> Records
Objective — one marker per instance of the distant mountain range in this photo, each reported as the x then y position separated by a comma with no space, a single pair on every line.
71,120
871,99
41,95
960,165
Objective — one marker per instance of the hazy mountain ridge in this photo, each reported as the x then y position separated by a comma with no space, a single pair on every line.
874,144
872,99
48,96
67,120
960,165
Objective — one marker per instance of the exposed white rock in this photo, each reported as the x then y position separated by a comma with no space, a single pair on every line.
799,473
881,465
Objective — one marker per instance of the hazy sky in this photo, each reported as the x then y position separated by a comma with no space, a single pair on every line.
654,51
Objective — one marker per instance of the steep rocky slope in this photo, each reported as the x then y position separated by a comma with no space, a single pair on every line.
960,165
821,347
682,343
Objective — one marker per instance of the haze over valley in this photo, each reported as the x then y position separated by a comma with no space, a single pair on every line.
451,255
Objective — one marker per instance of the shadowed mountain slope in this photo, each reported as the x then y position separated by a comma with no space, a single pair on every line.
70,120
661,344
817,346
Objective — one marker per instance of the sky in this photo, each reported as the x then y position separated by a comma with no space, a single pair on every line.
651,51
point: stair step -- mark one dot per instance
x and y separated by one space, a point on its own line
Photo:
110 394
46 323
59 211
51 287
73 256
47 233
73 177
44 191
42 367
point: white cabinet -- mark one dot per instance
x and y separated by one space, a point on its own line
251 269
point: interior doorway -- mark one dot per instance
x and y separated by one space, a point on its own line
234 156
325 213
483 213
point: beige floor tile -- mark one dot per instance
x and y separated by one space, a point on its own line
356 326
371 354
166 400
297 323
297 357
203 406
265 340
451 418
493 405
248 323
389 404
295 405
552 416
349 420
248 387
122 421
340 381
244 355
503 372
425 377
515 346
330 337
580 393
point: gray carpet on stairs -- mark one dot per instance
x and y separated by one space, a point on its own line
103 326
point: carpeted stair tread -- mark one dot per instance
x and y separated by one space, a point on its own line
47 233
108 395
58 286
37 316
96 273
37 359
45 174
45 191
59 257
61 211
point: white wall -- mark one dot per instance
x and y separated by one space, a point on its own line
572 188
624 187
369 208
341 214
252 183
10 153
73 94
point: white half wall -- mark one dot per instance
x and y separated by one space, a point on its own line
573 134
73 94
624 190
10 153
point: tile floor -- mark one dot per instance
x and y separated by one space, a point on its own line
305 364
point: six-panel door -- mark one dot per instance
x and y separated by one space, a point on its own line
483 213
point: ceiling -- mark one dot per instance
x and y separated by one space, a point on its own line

> Task
Output only the lines from the one holding "point: tile floor" through the last line above, exactly as they appear.

> Answer below
point: tile floor -- mark one dot per instance
x and y separated by one space, a point on its own line
305 364
point: six-panel door -- mark one dot per instance
x and y separated by one space, a point on its own line
483 213
point: ceiling -- mark one dot per instance
x and y separated by one space, a point on its own line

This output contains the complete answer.